# [EXERCISE OBJECTIVE]
Return the lines below exactly, starting with the line that contains "For each instance of the soil" and stopping after the last line.

--- START OF EXERCISE INPUT ---

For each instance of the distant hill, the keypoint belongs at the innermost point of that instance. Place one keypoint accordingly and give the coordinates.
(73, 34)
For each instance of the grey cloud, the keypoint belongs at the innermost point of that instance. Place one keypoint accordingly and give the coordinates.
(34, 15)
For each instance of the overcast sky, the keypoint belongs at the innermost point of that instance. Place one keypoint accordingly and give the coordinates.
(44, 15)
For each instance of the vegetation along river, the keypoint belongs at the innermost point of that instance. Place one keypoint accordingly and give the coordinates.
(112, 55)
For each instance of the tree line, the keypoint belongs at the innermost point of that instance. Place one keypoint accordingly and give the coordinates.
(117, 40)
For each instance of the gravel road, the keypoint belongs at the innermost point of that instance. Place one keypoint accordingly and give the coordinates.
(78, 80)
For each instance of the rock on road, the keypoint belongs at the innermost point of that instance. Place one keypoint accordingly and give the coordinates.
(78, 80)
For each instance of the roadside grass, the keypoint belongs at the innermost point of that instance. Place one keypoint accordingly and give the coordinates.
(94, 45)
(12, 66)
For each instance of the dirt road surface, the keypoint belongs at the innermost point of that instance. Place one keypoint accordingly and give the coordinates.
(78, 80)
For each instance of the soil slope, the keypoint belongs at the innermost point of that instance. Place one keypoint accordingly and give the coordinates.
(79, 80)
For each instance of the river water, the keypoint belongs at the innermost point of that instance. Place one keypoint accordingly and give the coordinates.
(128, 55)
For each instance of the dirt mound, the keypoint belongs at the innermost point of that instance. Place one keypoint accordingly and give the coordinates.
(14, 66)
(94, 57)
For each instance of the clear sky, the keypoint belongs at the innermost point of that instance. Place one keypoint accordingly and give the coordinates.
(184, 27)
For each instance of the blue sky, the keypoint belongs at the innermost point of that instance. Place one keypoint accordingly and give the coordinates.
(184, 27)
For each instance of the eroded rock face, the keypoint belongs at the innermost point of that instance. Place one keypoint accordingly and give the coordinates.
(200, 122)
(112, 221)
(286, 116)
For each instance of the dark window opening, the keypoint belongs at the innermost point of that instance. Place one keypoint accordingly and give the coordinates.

--- END OF EXERCISE INPUT ---

# [WRITTEN REPLY]
For each instance of the soil slope, the keypoint belongs at the innermost point of that instance. Place one keypoint accordingly and give the coordinates.
(79, 80)
For each instance of the river water, the keypoint belongs at the innermost point of that instance. Place one keypoint accordingly and give the coordinates.
(128, 55)
For each instance of the dirt mound, the keypoint belongs at the innermost point of that instance. Place one keypoint accordingly and give the coordinates.
(14, 66)
(94, 57)
For each instance of the clear sky, the keypoint belongs at the innermost point of that instance. Place one keypoint accordingly and give the coordinates.
(184, 27)
For each instance of the blue sky, the keypoint belongs at the innermost point of that instance. Place one keypoint accordingly and give the coordinates.
(184, 27)
For each instance of the eroded rock face, the keypoint belongs at the innermost point of that instance. Place one keypoint accordingly and give the coordinates.
(200, 122)
(112, 221)
(286, 116)
For each instance of the dark window opening, the keypoint belongs at the innermost point of that instance. Place one keypoint accordingly and give the coordinates.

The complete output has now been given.